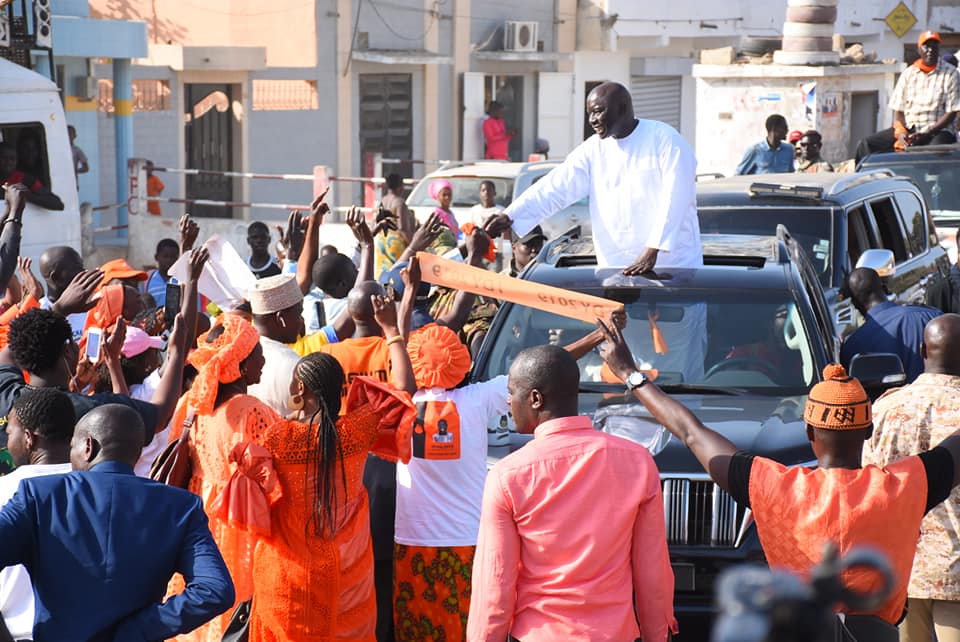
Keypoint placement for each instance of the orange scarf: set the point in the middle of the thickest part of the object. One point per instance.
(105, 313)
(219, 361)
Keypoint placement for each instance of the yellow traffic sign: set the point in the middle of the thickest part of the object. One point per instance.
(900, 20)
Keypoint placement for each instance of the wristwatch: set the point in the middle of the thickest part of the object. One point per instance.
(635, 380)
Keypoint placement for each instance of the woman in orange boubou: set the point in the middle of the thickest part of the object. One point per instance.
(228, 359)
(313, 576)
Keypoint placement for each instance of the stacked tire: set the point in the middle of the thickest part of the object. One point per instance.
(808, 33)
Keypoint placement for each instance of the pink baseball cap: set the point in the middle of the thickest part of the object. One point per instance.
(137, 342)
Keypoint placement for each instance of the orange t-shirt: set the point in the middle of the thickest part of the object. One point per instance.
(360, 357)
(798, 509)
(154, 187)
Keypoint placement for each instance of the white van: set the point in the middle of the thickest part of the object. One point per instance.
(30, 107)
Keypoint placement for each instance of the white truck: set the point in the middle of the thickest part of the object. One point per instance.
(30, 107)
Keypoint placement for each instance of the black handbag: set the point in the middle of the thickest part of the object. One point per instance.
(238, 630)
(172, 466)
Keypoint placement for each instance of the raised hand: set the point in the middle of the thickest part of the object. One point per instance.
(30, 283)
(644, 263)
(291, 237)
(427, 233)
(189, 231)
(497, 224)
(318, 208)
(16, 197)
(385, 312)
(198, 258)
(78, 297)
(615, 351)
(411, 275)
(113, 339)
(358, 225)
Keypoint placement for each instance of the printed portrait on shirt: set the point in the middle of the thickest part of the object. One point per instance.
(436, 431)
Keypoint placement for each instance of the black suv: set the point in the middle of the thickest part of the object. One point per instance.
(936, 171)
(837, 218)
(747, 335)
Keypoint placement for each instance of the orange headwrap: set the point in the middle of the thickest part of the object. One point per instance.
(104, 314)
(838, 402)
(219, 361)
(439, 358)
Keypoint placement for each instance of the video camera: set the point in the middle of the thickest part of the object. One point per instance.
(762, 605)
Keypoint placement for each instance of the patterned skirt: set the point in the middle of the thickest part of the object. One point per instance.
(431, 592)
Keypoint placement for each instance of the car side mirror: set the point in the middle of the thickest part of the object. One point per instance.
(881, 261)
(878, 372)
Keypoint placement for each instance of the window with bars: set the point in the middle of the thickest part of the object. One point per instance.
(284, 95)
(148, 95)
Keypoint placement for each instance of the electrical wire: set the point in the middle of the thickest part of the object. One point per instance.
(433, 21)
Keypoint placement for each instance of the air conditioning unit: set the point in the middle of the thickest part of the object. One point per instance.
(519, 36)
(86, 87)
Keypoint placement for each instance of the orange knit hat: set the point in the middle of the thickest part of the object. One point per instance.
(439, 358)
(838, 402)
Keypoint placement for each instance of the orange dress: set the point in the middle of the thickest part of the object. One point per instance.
#####
• **Exercise instructions**
Give the data again exactly as written, with all pictures left out.

• **Output**
Keypoint placement for each instance of the orange scarf: set the point in the middle of the thickest part of the object. One point per instance.
(105, 313)
(219, 361)
Keypoint placement for each instance of the yellow traffic sign: set the point in the middle of the thickest part of the object. One point per instance.
(900, 20)
Keypoint placement for each instance of the wristwatch: set the point in the middle of the thickest part of the object. One point per instance.
(635, 380)
Keypoint placement for each instance of the woman in orange boubou: set the point in the middle of the thickest part of the object. One point per instance.
(228, 359)
(313, 576)
Keypoint placement for each instance of the stacked tire: set the point in the middle of the thickest part of the object. One point per instance.
(808, 33)
Keypoint placement for each instance of the pink baseball cap: set the point in the middle of the thickest part of the object. One point per instance.
(137, 342)
Keypoint placement for each instance of the orange t-shirt: set the point in the middle of the thickest part of the object. One point per instance.
(360, 357)
(798, 509)
(154, 187)
Keypoint placement for each instance of the white van: set the point in the middle of the thickest part of the object. One point per instance.
(30, 107)
Keypoint placement for each instance of the white truck: set the point in the middle of the thickest part of the object. One point per instance.
(30, 107)
Keypoint placement for each instance of the black handbag: set the point in the middle of the thickest part of the object. One point per instance.
(238, 630)
(172, 466)
Keypoint placement for each instance of the raised hand: set the point in the middle of the thickest part of the object. One point per instance.
(30, 283)
(644, 263)
(291, 237)
(427, 233)
(189, 231)
(497, 224)
(318, 208)
(16, 197)
(385, 312)
(198, 258)
(78, 297)
(615, 351)
(411, 275)
(113, 339)
(358, 225)
Keypoint placement for each instance of the printed portrait on shirt: set the point in the middle of the thickest part of the object. One point per instance.
(436, 431)
Keypoint placement for each instance of the black suv: set the point in the middle of the thickest part of the object. One point per instance.
(936, 171)
(837, 218)
(747, 335)
Keypoint placement for each instance of the orange headwrap: set the point in the middle of the thickest part of the object. One point per instance.
(104, 314)
(838, 402)
(219, 361)
(439, 358)
Keypoint placement for each instance of the video camera: set the point in the middle of the thickest part of the object. One point per instance.
(762, 605)
Keypoint placement for each instance of the patterned skirt: set the point in the middle of the thickest part of the object. One point per instance.
(431, 592)
Keypoint placement for each instance of the car side mirror: set the point in the middle of the thickest part of the object. One point per instance.
(881, 261)
(878, 372)
Keypoint placement for each instance of the window with bars: set the point in the middle of the thickest part of the object. One point per instance.
(284, 95)
(148, 95)
Keypoint placement for each instance of the electrical wire: set the point in the middle of the thickest part of the object. One point per instance.
(433, 21)
Keypoint placement for each instance of the air conditioning unit: set the point in the middle of the thickest part of the object. One point per instance.
(519, 36)
(86, 87)
Keypoint placement for each instance of the orange knit hat: set the point in the middle of the thickest part of the object. One point per instance.
(439, 358)
(838, 402)
Keypoint placement for each instance of the orange dress: set the point in the middle of the thickest part of the object. One point per instance.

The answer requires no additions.